_EXERCISE INSTRUCTIONS_:
Go to the line containing "Could you point out the tree" and return it and each line after it exactly, through the end of the data below, and nothing more.

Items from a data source
○ ○ ○

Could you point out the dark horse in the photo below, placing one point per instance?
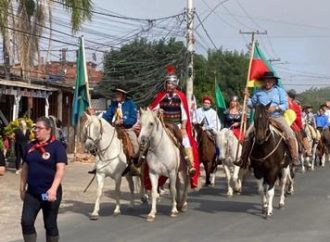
(324, 147)
(206, 151)
(269, 159)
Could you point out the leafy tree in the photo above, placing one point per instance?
(228, 68)
(314, 97)
(139, 67)
(25, 21)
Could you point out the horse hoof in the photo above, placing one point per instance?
(151, 218)
(144, 200)
(267, 216)
(93, 217)
(184, 208)
(229, 194)
(174, 214)
(116, 213)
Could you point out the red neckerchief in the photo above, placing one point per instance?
(40, 147)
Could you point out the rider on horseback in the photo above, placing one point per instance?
(297, 124)
(233, 116)
(122, 114)
(172, 107)
(276, 96)
(209, 118)
(308, 119)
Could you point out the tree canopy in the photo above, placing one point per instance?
(139, 67)
(314, 97)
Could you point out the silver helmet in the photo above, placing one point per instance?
(171, 77)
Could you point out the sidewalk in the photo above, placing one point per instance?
(74, 200)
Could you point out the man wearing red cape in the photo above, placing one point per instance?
(173, 106)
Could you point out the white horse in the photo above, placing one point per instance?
(111, 161)
(228, 152)
(163, 159)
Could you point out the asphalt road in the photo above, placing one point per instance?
(211, 217)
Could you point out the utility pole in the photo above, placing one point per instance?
(253, 33)
(190, 47)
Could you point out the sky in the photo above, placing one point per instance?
(298, 31)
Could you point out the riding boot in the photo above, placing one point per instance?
(293, 148)
(52, 238)
(30, 237)
(134, 170)
(246, 149)
(307, 147)
(189, 158)
(92, 171)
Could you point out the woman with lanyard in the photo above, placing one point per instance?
(233, 116)
(40, 186)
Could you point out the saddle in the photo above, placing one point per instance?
(175, 133)
(210, 136)
(127, 143)
(274, 127)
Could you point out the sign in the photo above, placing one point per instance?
(24, 93)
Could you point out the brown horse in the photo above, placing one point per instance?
(324, 147)
(269, 158)
(207, 152)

○ ○ ○

_SOLVED EXERCISE_:
Could you point out the tree canopy in the photo above, placing one point per instance?
(139, 67)
(314, 97)
Could you point out the silver helmet in the photo above, placing one point per instance?
(171, 77)
Could you point out the sidewalk in the photo above, placing one point per instance?
(74, 200)
Could you point out the man wearing red cape in the photo above, placing one point per instance?
(173, 106)
Could you point out the white horse in the photo above, placing one point per instance?
(111, 161)
(228, 152)
(163, 159)
Could you point out the asphalt road in the photo above, placing one point per instance?
(211, 217)
Could you point out the utility pole in the photo above, placing one point per instance?
(253, 33)
(190, 47)
Could you point out the sky in the photo above, placing one point per instance?
(298, 31)
Could you point out the riding boot in the photo above, placing one point per instance?
(293, 148)
(52, 238)
(30, 237)
(134, 170)
(246, 149)
(307, 147)
(189, 158)
(92, 171)
Could you point out the woman with lanyard in the photo above, placing one point per instance?
(233, 116)
(40, 186)
Could you point out the saddle in the photo above, placing one point per instance?
(175, 133)
(210, 136)
(127, 143)
(274, 127)
Could you point out the sign in the photo above, placing one point per instance?
(24, 93)
Could you point out the brown horse in the photo above, placing one point per instance?
(324, 147)
(269, 158)
(207, 152)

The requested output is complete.